- _Task objective_
In the entries below, which lines run from the one containing "of the noseband" to the one containing "the white umbrella"? Copy exactly those lines, ends included, and no others.
Supplied records Start Marker
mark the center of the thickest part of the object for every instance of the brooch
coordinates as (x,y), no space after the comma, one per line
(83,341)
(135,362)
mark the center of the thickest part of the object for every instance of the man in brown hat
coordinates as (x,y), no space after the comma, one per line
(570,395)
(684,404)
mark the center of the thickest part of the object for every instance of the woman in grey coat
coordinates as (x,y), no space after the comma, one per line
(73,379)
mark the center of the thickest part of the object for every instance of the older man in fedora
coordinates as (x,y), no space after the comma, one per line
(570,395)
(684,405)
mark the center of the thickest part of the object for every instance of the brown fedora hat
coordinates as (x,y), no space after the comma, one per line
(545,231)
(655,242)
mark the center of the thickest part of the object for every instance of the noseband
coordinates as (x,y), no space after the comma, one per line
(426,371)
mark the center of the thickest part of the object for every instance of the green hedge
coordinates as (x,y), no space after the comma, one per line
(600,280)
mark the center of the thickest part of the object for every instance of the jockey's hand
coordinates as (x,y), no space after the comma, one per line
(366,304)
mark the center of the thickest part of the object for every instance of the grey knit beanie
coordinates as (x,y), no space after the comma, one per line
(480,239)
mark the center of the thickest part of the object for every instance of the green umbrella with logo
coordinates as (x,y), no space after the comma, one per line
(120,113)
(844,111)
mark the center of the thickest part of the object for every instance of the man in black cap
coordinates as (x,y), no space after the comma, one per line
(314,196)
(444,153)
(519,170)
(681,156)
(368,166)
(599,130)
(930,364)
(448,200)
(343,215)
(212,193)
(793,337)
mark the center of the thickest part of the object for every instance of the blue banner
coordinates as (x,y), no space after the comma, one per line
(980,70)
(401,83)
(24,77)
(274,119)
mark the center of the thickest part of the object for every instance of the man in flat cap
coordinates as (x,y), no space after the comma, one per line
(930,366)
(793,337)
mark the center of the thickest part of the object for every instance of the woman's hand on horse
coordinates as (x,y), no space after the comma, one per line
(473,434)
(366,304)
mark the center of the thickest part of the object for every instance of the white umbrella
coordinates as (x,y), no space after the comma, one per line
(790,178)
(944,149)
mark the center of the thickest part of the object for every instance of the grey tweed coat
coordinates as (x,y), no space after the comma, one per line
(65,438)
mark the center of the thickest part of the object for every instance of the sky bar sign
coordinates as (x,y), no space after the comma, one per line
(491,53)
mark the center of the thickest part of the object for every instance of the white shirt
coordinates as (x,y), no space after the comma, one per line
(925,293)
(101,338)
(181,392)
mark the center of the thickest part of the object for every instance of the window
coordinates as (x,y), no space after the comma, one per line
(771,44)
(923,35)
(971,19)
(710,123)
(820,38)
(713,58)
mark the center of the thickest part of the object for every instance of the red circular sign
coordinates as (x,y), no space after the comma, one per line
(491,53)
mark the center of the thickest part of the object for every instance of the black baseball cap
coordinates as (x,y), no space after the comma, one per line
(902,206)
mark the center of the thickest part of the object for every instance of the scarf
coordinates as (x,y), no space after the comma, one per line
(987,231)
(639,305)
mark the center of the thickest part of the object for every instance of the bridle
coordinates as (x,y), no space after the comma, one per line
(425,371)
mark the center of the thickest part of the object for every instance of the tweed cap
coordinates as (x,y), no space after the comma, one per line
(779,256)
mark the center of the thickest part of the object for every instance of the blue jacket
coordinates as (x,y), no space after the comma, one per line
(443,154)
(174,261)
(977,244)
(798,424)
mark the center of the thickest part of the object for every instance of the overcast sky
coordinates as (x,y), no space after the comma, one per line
Supplied records End Marker
- _Task output_
mark the center of the thickest part of the object for every instance of the noseband
coordinates as (x,y), no space after the comma, one per line
(426,371)
mark the center of the thickest part of the object for every instance of the green hedge
coordinates as (x,y), no space after the comma, one per line
(600,280)
mark the center of the thickest part of the object for every instance of the jockey's hand
coordinates as (x,y), no space after the comma, one per line
(366,304)
mark the center of the thickest part of the object for every instance of the grey knit beanie
coordinates as (x,y), no space after the comma, one per line
(480,239)
mark the center of the thickest part of the object for every instance of the green umbrella with logo
coordinates as (x,y), no space after the comma, one per line
(120,113)
(844,111)
mark the center of the thickest part of the object for every instance of the man in black cap
coordinates as (x,y), no space after the comma, one per line
(314,196)
(444,153)
(519,170)
(681,156)
(368,166)
(599,130)
(930,364)
(448,200)
(343,215)
(212,193)
(793,337)
mark the center of the thickest part of the object for every instance of the blue banner
coordinates as (x,y), no space after the comma, one per line
(980,70)
(401,83)
(24,77)
(274,119)
mark the center of the thickest part of the object for every instance of the man in flat cap
coordinates as (x,y), no space after the comma, one per line
(930,366)
(793,337)
mark the center of the thickest part of the object for every instance of the woman's hand on horse
coordinates as (x,y), no space after the comma, one per line
(473,434)
(366,304)
mark the center of the thickest part of the object for every instance of the white umbrella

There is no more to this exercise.